Task brief:
Could you print the passage below on the court ruling against the city's soda ban, word for word from start to finish?

Text under study:
In both instances, courts ruled that the health boards' actions intruded on powers reserved for other administrative bodies.
In the issue before him yesterday, Tingling traced the powers invested in city government under its various charters, beginning with the Dongan Charter of 1686 and concluding with charter revisions in 2012.
He said the charters have all afforded the city's Board of Health "very broad" powers over public health and over what food the public eats. The charters allowed for the destruction of any foods determined by the Board of Health to be unwholesome.
"However, one thing not seen in any of the Board of Health's powers is the authority to limit or ban a legal item under the guise of 'controlling chronic disease,' as the Board attempts to do herein [with the beverage ban]," Tingling wrote. "The Board of Health may supervise and regulate the food supply of the City when it affects public health, but the Charter's history clearly illustrates when such steps may be taken, i.e., when the City is facing imminent danger due to disease. That has not been demonstrated herein."
The restriction on the consumption of soda "is the province of the people's elected representatives, rather than appointed administrators, to resolve difficult social problems by making choices among competing interests," Tingling wrote, quoting Boreali.
The legality of the health code is further crippled by the "arbitrary and capricious consequences" that enforcing it would create, the judge wrote.
"The loopholes in this rule effectively defeat the stated purpose of this rule," he said.
The Big Gulp sold by 7-11, for instance, would be exempt under the code because regulation of convenience stores, and that of other establishments, are set under a memorandum of understanding with the state that would bypass the city's code.
In addition, Tingling said that by not extending the portion limit to refills, where offered, could defeat the purpose of the rule entirely at some establishments.
"The simple reading of the Rule leads to the…acknowledged uneven enforcement within a particular City block, much less the City as a whole," Tingling said.

Stored data entries:
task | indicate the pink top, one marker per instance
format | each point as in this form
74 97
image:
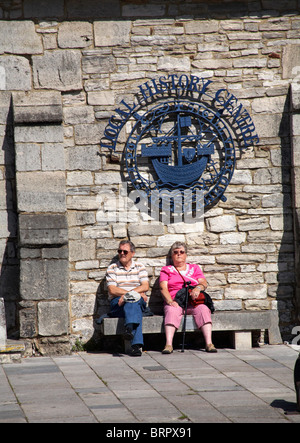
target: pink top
175 282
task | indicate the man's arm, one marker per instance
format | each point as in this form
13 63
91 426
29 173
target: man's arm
115 291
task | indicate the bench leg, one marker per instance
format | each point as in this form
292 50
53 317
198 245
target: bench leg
242 340
127 346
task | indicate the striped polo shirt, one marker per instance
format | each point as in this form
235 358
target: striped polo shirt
117 275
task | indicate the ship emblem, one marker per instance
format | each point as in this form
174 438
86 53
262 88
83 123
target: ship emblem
183 136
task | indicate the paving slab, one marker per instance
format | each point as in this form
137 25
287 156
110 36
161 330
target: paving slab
181 389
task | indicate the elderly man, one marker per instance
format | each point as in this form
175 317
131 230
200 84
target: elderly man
127 282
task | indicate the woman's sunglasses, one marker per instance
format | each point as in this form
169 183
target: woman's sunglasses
178 252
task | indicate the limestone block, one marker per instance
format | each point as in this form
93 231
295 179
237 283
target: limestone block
43 229
2 324
253 223
59 70
221 223
169 63
201 26
39 134
83 305
44 279
28 157
84 158
244 292
15 73
95 63
82 249
41 191
37 106
112 33
75 35
28 319
53 318
19 37
291 61
53 158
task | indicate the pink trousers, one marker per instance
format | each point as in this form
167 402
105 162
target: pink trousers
173 316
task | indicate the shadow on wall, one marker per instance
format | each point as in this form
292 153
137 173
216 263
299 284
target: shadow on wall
9 261
284 289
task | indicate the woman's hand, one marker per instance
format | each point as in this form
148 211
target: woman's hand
121 301
195 293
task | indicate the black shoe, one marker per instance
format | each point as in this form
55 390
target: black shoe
136 351
128 335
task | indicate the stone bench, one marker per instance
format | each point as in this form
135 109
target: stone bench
3 336
240 323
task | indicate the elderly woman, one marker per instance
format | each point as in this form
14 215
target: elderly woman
171 281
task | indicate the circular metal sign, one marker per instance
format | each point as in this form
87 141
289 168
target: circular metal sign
183 136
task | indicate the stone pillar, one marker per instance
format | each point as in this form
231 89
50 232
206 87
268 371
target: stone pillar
295 133
43 228
2 324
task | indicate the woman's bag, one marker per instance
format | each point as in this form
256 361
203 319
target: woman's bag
203 298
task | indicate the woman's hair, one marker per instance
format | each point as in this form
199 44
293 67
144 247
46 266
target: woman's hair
128 242
176 245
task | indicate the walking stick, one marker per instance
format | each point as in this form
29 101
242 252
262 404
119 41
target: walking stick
187 285
297 381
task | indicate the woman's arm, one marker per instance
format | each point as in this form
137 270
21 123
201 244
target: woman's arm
202 285
163 286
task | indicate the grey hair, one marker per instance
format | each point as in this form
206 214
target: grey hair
128 242
176 245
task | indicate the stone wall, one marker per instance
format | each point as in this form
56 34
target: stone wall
82 60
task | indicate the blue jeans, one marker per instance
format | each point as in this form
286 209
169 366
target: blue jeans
133 314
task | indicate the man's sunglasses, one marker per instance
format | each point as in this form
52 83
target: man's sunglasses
122 251
178 252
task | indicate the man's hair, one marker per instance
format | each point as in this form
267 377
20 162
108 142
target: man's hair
127 242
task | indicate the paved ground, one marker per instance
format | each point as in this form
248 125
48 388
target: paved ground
182 388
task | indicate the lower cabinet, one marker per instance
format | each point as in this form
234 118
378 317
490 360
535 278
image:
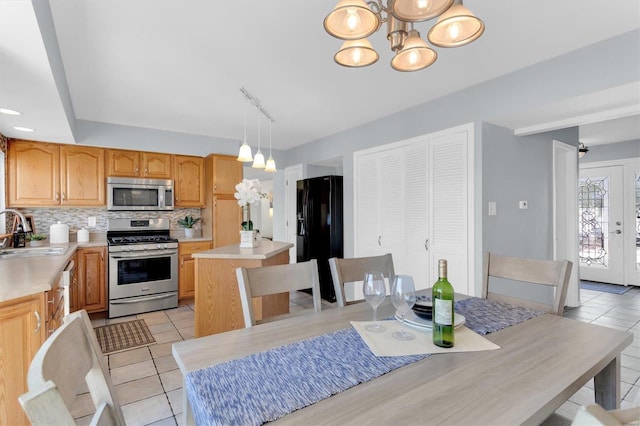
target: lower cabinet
92 279
22 331
187 265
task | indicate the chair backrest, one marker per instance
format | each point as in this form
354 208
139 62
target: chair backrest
353 270
553 273
595 415
256 282
68 362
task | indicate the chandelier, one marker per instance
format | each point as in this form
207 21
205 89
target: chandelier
244 154
355 20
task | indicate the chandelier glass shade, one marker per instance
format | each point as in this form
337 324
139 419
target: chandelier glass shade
415 55
351 20
418 10
355 20
456 27
356 53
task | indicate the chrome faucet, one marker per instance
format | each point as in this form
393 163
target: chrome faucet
23 220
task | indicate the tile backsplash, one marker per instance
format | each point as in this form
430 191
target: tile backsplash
77 217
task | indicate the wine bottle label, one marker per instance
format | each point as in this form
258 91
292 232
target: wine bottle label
443 311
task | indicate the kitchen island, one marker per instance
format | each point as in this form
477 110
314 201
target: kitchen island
217 300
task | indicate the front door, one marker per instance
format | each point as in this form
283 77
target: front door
601 226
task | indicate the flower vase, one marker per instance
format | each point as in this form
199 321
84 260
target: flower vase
248 239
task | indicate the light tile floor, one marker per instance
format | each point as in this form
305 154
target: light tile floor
147 379
149 384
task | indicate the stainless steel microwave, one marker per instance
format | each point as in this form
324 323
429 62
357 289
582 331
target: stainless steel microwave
139 194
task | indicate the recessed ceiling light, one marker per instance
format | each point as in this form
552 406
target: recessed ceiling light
10 111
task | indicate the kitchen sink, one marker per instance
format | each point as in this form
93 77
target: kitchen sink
32 252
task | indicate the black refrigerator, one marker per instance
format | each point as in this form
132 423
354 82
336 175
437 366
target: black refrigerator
320 226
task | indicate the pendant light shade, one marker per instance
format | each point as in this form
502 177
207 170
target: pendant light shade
258 161
456 27
356 53
415 55
244 154
418 10
351 20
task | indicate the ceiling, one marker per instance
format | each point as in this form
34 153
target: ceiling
178 65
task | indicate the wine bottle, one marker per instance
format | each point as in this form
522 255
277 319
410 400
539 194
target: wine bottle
442 297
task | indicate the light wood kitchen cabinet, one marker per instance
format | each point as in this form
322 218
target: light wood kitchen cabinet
221 216
82 176
186 274
34 173
188 175
44 174
22 331
148 165
92 279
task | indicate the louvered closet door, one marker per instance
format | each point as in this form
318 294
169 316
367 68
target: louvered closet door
448 186
416 214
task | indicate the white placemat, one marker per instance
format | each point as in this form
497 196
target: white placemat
383 344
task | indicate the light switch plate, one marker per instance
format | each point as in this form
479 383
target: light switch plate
492 208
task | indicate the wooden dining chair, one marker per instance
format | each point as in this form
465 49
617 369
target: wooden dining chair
267 280
554 273
68 362
353 270
595 415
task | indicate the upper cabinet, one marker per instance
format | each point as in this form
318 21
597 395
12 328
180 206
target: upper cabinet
226 173
188 174
44 174
149 165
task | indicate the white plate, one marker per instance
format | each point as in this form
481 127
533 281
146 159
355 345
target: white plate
415 321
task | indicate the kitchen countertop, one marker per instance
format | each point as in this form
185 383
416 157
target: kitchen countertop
265 250
33 275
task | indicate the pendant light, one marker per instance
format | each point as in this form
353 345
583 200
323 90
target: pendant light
415 55
258 160
456 27
271 163
244 154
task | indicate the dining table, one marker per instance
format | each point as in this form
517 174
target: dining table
541 362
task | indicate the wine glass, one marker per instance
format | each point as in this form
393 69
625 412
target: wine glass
374 293
403 296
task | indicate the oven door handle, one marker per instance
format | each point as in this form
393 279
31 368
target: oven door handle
141 299
143 254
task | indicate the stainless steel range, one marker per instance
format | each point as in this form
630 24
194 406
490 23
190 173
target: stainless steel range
143 266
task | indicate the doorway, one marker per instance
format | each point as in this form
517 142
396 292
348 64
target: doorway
601 224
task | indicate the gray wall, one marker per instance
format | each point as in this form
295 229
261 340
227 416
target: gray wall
614 151
570 75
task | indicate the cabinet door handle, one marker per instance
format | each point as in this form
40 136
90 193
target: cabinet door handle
39 322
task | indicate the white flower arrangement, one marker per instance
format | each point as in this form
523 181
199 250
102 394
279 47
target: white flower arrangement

Response to this task:
In both instances, courts ruled that the health boards' actions intruded on powers reserved for other administrative bodies.
In the issue before him yesterday, Tingling traced the powers invested in city government under its various charters, beginning with the Dongan Charter of 1686 and concluding with charter revisions in 2012.
He said the charters have all afforded the city's Board of Health "very broad" powers over public health and over what food the public eats. The charters allowed for the destruction of any foods determined by the Board of Health to be unwholesome.
"However, one thing not seen in any of the Board of Health's powers is the authority to limit or ban a legal item under the guise of 'controlling chronic disease,' as the Board attempts to do herein [with the beverage ban]," Tingling wrote. "The Board of Health may supervise and regulate the food supply of the City when it affects public health, but the Charter's history clearly illustrates when such steps may be taken, i.e., when the City is facing imminent danger due to disease. That has not been demonstrated herein."
The restriction on the consumption of soda "is the province of the people's elected representatives, rather than appointed administrators, to resolve difficult social problems by making choices among competing interests," Tingling wrote, quoting Boreali.
The legality of the health code is further crippled by the "arbitrary and capricious consequences" that enforcing it would create, the judge wrote.
"The loopholes in this rule effectively defeat the stated purpose of this rule," he said.
The Big Gulp sold by 7-11, for instance, would be exempt under the code because regulation of convenience stores, and that of other establishments, are set under a memorandum of understanding with the state that would bypass the city's code.
In addition, Tingling said that by not extending the portion limit to refills, where offered, could defeat the purpose of the rule entirely at some establishments.
"The simple reading of the Rule leads to the…acknowledged uneven enforcement within a particular City block, much less the City as a whole," Tingling said.